## Exercise material

%%

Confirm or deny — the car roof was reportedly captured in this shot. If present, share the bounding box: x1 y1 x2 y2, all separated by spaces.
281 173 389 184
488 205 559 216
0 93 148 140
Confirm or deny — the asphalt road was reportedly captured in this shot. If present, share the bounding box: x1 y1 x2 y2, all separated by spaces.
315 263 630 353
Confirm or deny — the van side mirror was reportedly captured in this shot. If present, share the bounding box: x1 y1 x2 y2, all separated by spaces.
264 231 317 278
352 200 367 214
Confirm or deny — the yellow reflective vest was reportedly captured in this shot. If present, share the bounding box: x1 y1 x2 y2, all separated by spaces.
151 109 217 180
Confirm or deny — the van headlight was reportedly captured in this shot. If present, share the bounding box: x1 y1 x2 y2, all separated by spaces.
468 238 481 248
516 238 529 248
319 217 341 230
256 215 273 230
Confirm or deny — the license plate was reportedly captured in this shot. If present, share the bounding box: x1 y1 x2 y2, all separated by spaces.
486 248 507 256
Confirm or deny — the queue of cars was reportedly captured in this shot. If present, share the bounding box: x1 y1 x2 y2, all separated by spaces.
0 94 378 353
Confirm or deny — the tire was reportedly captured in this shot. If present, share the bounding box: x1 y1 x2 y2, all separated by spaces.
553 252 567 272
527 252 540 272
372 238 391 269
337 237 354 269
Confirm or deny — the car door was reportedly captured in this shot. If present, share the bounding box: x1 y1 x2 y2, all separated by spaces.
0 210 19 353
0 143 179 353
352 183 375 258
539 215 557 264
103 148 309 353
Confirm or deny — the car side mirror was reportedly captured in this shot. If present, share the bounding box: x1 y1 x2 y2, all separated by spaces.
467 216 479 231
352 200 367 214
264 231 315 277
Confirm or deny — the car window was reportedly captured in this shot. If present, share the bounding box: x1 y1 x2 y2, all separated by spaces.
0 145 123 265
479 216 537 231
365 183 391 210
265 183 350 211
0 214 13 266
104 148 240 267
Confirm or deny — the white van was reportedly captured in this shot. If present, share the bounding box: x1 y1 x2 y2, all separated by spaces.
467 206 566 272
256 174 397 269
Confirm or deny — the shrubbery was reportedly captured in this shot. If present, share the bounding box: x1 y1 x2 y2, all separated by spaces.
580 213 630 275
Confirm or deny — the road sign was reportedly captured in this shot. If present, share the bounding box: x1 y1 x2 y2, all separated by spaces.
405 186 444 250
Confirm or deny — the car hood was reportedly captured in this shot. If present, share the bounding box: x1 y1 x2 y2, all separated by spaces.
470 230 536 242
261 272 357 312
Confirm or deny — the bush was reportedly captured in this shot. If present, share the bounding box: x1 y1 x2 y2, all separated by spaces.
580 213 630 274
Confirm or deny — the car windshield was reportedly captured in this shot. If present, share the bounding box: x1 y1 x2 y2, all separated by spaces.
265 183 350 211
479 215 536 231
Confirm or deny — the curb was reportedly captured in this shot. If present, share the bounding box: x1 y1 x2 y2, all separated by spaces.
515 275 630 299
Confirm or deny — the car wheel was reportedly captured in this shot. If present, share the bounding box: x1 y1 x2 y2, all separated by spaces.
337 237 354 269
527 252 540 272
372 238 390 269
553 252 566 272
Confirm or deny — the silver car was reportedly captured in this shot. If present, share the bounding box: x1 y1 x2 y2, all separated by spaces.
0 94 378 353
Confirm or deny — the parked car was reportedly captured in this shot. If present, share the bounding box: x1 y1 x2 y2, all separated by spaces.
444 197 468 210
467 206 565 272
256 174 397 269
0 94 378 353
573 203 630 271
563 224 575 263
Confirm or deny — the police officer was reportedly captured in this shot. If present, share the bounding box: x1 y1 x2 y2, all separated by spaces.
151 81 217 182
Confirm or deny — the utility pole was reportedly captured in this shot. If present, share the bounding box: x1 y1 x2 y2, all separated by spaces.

%%

## Problem
Render the data lines as a JSON list of strings, one string per line with blank lines omitted, starting at the line that contains "Confirm or deny — the car door" and ending at the line that contains "104 148 240 267", both included.

## Answer for this exercise
[
  "Confirm or deny — the car door was reportedly captured in this shot. If present, share the bounding box: x1 y1 x2 y2, all separated by spaces.",
  "0 210 19 353",
  "0 143 179 353",
  "352 183 375 258",
  "539 215 557 264",
  "103 148 309 353",
  "Confirm or deny — the car side mirror was reportedly captured in this shot. If present, share the bounding box: x1 y1 x2 y2, all separated by spaces.",
  "467 216 479 231",
  "352 200 367 214",
  "264 231 315 277",
  "Confirm or deny — the car window was reportedly captured in this shot. If present, share the bounding box: x1 y1 x2 y2, all separated by spaces.",
  "0 145 123 265",
  "479 216 537 231",
  "365 183 391 210",
  "265 183 350 211",
  "0 214 13 266",
  "104 148 240 267"
]